Short problem: Reproduce the lines below with "small leaf" swapped out for "tiny leaf" and nothing else altered.

[Dataset entries]
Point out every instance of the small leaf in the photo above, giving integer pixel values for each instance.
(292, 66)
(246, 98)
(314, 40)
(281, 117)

Exercise response:
Point out every instance of the tiny leaf in the photo above, giving integer pixel values for each instance.
(292, 66)
(246, 98)
(314, 40)
(281, 117)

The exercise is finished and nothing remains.